SOURCE:
···

0
votes

I got the below image from the blog post here which was very informative.

image showing how convolutional neural net is used in fast rcnn

RCNN

In RCNN I get that selective search is used to select Regions of Interest ("proposals") and these are passed into a convNet which produces a feature vector of 4096 dimensions arbitrarily. This gets passed to an SVM, and we get a classification. Makes sense.

Fast-RCNN

"instead of feeding the region proposals to the CNN, we feed the input image to the CNN to generate a convolutional feature map.From the convolutional feature map, we identify the region of proposals and warp them into squares and by using a RoI pooling layer we reshape them into a fixed size so that it can be fed into a fully connected layer."

I know all of these words separately; but putting them together like this has confused me. For Fast-RCNN the distinction is that a ConvNet appears to be used to generate Regions of Interest, as oppose to a selective search. How does this work?

My current understanding is confused at steps 2/3, otherwise I think I am good :

  1. We have an image and feed it to a CNN.
  2. The CNN generates filters like usual, by randomly initializing some (and subsequently adjusting based on error.)

···

Records of labeled points

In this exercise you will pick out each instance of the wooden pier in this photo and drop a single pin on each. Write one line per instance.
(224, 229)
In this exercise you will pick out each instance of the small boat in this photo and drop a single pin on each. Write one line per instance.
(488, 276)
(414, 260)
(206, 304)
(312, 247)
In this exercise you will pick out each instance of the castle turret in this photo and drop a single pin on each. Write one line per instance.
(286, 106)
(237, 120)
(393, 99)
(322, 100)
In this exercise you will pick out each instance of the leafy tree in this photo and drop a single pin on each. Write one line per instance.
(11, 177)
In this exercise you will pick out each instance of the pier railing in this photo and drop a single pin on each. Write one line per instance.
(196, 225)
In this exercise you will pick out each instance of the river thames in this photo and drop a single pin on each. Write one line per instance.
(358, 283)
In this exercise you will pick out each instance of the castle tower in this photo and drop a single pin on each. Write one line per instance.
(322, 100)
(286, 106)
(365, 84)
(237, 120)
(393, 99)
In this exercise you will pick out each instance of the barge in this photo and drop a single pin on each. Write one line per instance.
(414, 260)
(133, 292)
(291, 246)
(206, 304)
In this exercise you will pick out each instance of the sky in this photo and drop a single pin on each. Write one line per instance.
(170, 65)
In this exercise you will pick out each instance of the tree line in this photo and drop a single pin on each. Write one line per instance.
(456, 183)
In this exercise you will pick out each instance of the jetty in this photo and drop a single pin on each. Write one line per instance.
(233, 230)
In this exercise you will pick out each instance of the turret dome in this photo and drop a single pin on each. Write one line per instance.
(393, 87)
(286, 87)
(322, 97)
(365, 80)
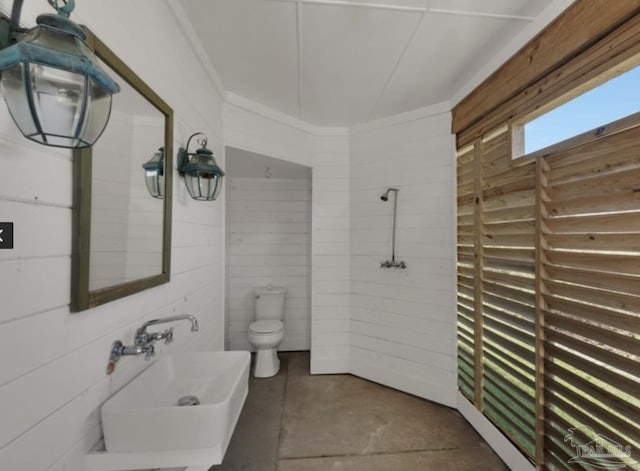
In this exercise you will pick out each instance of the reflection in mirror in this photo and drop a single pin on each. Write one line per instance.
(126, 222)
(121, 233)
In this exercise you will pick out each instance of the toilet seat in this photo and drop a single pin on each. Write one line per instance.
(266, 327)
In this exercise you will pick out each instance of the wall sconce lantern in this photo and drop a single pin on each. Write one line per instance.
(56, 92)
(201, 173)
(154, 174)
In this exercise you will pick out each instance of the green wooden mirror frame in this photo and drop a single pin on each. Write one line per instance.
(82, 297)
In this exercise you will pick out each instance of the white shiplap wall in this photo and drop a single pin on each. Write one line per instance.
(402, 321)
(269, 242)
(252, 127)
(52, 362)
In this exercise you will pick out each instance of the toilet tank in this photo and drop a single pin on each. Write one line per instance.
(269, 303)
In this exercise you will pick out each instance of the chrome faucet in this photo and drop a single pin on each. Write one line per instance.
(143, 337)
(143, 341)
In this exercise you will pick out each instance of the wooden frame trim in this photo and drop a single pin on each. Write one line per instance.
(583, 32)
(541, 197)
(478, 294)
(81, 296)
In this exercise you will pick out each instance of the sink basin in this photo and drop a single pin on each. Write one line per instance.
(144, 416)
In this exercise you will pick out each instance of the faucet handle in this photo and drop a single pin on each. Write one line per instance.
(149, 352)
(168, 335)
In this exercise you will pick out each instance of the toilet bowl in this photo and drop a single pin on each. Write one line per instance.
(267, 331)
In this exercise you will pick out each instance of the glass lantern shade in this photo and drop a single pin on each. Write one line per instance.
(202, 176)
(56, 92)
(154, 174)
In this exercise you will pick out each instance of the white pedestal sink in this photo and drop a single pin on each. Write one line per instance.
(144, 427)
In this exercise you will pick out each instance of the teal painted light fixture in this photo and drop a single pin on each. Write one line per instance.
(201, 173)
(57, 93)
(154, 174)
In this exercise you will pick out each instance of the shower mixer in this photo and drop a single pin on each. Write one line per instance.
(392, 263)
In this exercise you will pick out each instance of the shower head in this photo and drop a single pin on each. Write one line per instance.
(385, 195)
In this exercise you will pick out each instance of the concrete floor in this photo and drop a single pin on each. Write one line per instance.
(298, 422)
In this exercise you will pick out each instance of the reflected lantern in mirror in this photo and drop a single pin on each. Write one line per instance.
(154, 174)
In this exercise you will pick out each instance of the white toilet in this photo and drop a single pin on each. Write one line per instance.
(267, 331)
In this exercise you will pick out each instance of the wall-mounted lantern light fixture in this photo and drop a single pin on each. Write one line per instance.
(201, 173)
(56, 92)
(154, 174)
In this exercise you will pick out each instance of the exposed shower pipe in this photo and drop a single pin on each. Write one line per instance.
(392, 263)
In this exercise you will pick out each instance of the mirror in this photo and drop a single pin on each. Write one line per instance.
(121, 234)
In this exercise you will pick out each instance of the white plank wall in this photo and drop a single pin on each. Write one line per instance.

···

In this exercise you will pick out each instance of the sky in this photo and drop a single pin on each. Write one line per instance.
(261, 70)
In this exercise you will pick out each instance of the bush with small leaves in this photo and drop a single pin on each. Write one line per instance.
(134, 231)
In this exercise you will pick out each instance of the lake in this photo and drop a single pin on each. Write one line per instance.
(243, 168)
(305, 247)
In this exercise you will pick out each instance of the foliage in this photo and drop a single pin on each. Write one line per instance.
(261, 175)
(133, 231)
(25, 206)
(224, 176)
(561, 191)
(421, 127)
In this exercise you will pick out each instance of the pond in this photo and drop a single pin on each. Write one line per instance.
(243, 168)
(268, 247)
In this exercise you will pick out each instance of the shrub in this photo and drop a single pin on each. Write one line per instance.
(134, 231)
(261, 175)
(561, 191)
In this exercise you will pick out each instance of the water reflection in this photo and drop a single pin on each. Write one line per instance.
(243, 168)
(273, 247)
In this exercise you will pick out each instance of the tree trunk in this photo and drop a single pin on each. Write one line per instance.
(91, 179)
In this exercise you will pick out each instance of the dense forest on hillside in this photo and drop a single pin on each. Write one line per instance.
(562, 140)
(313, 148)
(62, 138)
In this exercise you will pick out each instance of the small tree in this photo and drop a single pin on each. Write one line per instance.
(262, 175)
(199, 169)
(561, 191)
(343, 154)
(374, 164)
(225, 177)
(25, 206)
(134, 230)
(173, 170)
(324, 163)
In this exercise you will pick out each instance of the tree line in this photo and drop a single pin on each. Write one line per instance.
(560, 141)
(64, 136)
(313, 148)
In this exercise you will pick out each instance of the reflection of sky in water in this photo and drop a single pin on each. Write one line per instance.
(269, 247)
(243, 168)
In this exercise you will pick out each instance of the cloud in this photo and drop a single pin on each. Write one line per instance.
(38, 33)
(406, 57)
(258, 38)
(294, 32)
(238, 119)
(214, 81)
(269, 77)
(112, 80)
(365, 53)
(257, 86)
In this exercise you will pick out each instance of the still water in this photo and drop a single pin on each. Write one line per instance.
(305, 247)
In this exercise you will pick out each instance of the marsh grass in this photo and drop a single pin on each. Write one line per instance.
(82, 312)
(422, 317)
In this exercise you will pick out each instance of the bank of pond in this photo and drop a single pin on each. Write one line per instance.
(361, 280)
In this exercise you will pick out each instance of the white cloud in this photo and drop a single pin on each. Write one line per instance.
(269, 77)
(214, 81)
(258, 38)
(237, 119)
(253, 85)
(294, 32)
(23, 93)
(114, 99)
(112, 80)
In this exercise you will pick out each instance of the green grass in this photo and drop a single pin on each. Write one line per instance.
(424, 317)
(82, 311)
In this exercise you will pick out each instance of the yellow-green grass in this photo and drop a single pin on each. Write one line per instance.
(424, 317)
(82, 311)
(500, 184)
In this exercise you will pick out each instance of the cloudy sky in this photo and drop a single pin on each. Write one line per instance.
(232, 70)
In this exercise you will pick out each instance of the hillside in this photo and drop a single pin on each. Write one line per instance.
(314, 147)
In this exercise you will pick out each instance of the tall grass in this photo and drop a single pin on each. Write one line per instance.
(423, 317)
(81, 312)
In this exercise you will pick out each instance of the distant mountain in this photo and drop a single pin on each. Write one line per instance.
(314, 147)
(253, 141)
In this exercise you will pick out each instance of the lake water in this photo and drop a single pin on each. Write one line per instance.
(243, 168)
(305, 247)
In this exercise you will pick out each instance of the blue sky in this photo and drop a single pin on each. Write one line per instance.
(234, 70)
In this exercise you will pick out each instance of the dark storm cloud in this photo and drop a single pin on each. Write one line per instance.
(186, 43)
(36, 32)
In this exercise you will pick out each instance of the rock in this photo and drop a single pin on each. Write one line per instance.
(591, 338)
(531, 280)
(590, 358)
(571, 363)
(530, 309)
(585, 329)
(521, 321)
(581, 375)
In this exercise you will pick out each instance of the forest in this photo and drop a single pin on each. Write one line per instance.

···

WHAT IS EXPECTED:
In the post about RCNN and Fast-RCNN, what is the dimension of the feature vector that the convNet produces in RCNN?

RESPONSE TO THIS EXERCISE:
4096 dimensions